Photo-based referring expression data:
Content starts
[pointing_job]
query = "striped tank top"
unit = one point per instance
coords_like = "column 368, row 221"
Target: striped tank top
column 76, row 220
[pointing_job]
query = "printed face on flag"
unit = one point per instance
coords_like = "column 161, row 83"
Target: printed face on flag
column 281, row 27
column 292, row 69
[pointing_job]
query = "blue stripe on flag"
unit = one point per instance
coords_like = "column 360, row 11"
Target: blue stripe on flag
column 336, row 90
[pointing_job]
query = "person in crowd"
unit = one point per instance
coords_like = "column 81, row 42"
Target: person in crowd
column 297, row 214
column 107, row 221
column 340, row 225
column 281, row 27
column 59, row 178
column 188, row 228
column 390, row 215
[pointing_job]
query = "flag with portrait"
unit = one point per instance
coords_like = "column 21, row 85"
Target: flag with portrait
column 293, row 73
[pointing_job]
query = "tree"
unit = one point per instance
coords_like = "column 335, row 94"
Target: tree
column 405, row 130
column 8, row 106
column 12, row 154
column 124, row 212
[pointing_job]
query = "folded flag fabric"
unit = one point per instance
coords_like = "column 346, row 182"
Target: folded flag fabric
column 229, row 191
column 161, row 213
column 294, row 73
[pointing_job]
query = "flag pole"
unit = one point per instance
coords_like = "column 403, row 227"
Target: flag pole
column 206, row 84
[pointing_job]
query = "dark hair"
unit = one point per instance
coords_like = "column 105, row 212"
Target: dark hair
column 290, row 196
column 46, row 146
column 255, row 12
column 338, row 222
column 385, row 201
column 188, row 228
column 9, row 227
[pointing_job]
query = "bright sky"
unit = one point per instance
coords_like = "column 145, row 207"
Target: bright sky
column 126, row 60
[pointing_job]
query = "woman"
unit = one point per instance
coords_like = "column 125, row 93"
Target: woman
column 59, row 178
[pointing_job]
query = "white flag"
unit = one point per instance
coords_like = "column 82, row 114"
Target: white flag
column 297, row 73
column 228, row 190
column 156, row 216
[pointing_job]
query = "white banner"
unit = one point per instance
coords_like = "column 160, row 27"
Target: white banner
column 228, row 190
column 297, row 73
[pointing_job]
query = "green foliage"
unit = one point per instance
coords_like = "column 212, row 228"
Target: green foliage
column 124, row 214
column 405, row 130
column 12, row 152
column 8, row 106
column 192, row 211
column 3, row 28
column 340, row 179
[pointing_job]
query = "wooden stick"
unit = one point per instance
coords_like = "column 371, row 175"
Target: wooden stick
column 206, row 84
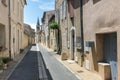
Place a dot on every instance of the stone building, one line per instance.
(29, 36)
(52, 34)
(101, 20)
(16, 10)
(4, 29)
(45, 22)
(68, 17)
(38, 31)
(91, 27)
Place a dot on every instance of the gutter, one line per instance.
(9, 23)
(82, 33)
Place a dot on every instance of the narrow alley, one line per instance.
(27, 69)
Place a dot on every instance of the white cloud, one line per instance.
(35, 0)
(47, 6)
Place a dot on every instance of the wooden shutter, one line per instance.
(71, 8)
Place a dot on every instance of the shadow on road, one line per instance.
(46, 71)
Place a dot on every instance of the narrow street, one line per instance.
(27, 68)
(57, 70)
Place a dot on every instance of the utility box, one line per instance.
(88, 45)
(104, 71)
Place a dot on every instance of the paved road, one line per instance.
(56, 69)
(28, 67)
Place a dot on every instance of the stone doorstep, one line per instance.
(6, 73)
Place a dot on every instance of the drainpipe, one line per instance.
(82, 33)
(9, 23)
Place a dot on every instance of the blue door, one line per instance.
(110, 53)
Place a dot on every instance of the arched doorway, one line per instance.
(72, 42)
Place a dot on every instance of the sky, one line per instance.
(35, 9)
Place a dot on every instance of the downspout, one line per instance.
(9, 23)
(82, 33)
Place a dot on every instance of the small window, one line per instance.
(4, 2)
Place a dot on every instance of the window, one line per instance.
(4, 2)
(2, 36)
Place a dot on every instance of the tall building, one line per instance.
(4, 28)
(16, 15)
(38, 31)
Content ends
The reply should hold every line of the records unchanged and no pictures.

## EXERCISE ANSWER
[pointing_job]
query = "striped tank top"
unit = one point per instance
coords_like = "column 368, row 221"
Target: striped tank top
column 76, row 220
[pointing_job]
query = "printed face on flag"
unit = one point per instance
coords_like = "column 161, row 83"
Target: printed face on flag
column 281, row 27
column 292, row 69
[pointing_job]
query = "blue stripe on flag"
unit = one point per instance
coords_like = "column 360, row 11"
Target: blue stripe on flag
column 336, row 90
[pointing_job]
query = "person in crowd"
unit = one point per instance
coords_like = "column 81, row 42"
Target: person in crowd
column 297, row 214
column 107, row 221
column 340, row 225
column 281, row 27
column 59, row 178
column 188, row 228
column 390, row 215
[pointing_job]
query = "flag with portrait"
unit = one point per instance
coords_like = "column 21, row 85"
Target: flag with portrait
column 293, row 73
[pointing_job]
query = "tree"
unit = one point per instance
coords_like = "column 335, row 94"
Target: tree
column 405, row 130
column 8, row 106
column 12, row 154
column 124, row 212
[pointing_job]
query = "folded flag fabric"
unit = one point per instance
coords_like = "column 346, row 182"
Target: folded flag fabric
column 229, row 191
column 161, row 213
column 294, row 73
[pointing_job]
query = "flag pole"
unit = one point per instance
coords_like = "column 403, row 227"
Target: flag pole
column 206, row 84
[pointing_job]
query = "dark hair"
unit = one point per instance
coords_like = "column 105, row 212"
Target: dark hair
column 290, row 196
column 46, row 146
column 255, row 12
column 338, row 222
column 385, row 201
column 188, row 228
column 9, row 227
[pointing_job]
query = "bright sky"
unit = one point per instance
coords_like = "column 145, row 207"
Target: bright sky
column 126, row 60
[pointing_job]
query = "woman"
unit = one point per instance
coords_like = "column 125, row 93"
Target: woman
column 59, row 178
[pointing_job]
query = "white flag"
unit = one point per instance
coords_like = "column 82, row 114"
Target: white flag
column 297, row 73
column 228, row 190
column 156, row 216
[pointing_job]
query = "white banner"
unit = one point per instance
coords_like = "column 160, row 27"
Target: white banner
column 228, row 190
column 297, row 73
[pointing_job]
query = "green foliage"
unit = one point per instance
coords_like = "column 212, row 228"
Target: green foliage
column 124, row 214
column 405, row 130
column 12, row 152
column 8, row 106
column 192, row 211
column 3, row 28
column 340, row 179
[pointing_job]
query = "wooden stick"
unit = one point per instance
coords_like = "column 371, row 175"
Target: wooden stick
column 206, row 84
Place a dot on every instance of the stone building, one line per instance.
(29, 36)
(52, 34)
(101, 20)
(16, 10)
(4, 29)
(45, 22)
(68, 17)
(38, 31)
(91, 27)
Place a dot on every instance of the gutter, one line per instance.
(9, 23)
(82, 33)
Place a dot on every instance of the narrow alley, one line per instance.
(27, 69)
Place a dot on every instance of the white cloud, one line per instance.
(35, 0)
(47, 6)
Place a dot on every instance of the wooden shutter, one line per instance.
(71, 8)
Place a dot on every instance of the shadow on road, one line per instance.
(46, 71)
Place a dot on every instance of the narrow street, one line per instance.
(27, 68)
(57, 70)
Place a dot on every instance of the utility box, one line per instance.
(88, 45)
(104, 71)
Place a dot on every instance of the paved road, one line per instance.
(56, 69)
(28, 67)
Place a dot on every instance of the stone doorstep, one line per instance.
(6, 73)
Place a dot on every instance of the drainpipe, one line per instance.
(82, 33)
(9, 23)
Place a dot on every instance of the blue door, one line per instance.
(110, 53)
Place a dot on every instance of the arched doorway, one line per instance.
(72, 42)
Place a dot on every instance of the sky, one line per instance.
(35, 9)
Place a dot on every instance of the downspout, one line per instance.
(9, 23)
(82, 33)
Place a dot on every instance of the small window, one line per instance.
(4, 2)
Place a dot on every instance of the window, one line per instance.
(4, 2)
(2, 36)
Place a dot on every instance of the tall building, one line per instance.
(4, 28)
(16, 15)
(38, 31)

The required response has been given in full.